======== Given records ========

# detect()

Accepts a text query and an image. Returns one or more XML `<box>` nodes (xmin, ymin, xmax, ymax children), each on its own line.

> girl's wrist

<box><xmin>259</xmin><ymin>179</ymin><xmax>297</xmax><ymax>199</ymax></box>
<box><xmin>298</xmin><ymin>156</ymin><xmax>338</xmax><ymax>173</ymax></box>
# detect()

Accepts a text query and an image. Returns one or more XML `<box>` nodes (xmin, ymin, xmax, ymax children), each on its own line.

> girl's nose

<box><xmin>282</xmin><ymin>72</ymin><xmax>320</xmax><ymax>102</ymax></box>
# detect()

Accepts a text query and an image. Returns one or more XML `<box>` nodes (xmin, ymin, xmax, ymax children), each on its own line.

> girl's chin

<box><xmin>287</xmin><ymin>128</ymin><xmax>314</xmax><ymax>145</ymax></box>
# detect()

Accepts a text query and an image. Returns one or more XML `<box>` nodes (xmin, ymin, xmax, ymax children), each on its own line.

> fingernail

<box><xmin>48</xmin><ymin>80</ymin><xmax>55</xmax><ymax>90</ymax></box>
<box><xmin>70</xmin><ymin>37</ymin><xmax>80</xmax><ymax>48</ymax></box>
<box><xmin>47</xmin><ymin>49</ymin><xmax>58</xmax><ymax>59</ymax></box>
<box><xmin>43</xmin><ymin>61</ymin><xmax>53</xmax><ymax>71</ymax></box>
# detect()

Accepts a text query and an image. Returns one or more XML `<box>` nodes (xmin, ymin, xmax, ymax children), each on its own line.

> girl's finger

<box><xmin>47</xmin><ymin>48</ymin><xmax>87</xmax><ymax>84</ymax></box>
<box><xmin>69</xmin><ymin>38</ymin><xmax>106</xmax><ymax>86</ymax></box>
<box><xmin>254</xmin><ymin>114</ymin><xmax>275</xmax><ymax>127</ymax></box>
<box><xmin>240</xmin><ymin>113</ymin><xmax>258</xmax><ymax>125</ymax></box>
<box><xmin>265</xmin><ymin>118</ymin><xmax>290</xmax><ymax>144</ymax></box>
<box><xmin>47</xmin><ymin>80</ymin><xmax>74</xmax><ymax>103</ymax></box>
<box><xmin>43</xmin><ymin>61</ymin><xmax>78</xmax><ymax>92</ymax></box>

========

What you are asked to do:
Repeat the data in full, matching each line exactly.

Output for this task:
# detect()

Accepts a text query and an image. Returns one or more XML `<box>` nodes (xmin, ymin, xmax, ymax children), each on its own line.

> girl's wrist

<box><xmin>259</xmin><ymin>179</ymin><xmax>297</xmax><ymax>199</ymax></box>
<box><xmin>298</xmin><ymin>156</ymin><xmax>338</xmax><ymax>173</ymax></box>
# detect()

Accepts a text query and an image. Returns one or more XML `<box>` nodes (xmin, ymin, xmax, ymax children), each on its own line.

> girl's nose

<box><xmin>282</xmin><ymin>72</ymin><xmax>320</xmax><ymax>102</ymax></box>
# detect()

Accepts a text query and an image. Returns one or more XML `<box>` nodes (xmin, ymin, xmax, ymax children), each on its own line.

> girl's chin

<box><xmin>287</xmin><ymin>128</ymin><xmax>314</xmax><ymax>145</ymax></box>
# detect()

Accepts a text query and an image. Returns one or more XML `<box>` nodes (xmin, ymin, xmax, ymax children), each on its own line.

> fingernail

<box><xmin>48</xmin><ymin>80</ymin><xmax>55</xmax><ymax>90</ymax></box>
<box><xmin>70</xmin><ymin>37</ymin><xmax>80</xmax><ymax>48</ymax></box>
<box><xmin>47</xmin><ymin>49</ymin><xmax>58</xmax><ymax>59</ymax></box>
<box><xmin>43</xmin><ymin>61</ymin><xmax>53</xmax><ymax>71</ymax></box>
# detect()

Accepts a text query and an image. Returns one or more XML `<box>` nodes (xmin, ymin, xmax, ymax children), each on its own line.

> girl's finger

<box><xmin>47</xmin><ymin>48</ymin><xmax>87</xmax><ymax>84</ymax></box>
<box><xmin>69</xmin><ymin>38</ymin><xmax>106</xmax><ymax>86</ymax></box>
<box><xmin>254</xmin><ymin>114</ymin><xmax>275</xmax><ymax>127</ymax></box>
<box><xmin>240</xmin><ymin>113</ymin><xmax>258</xmax><ymax>125</ymax></box>
<box><xmin>265</xmin><ymin>118</ymin><xmax>290</xmax><ymax>144</ymax></box>
<box><xmin>47</xmin><ymin>80</ymin><xmax>74</xmax><ymax>103</ymax></box>
<box><xmin>43</xmin><ymin>61</ymin><xmax>78</xmax><ymax>92</ymax></box>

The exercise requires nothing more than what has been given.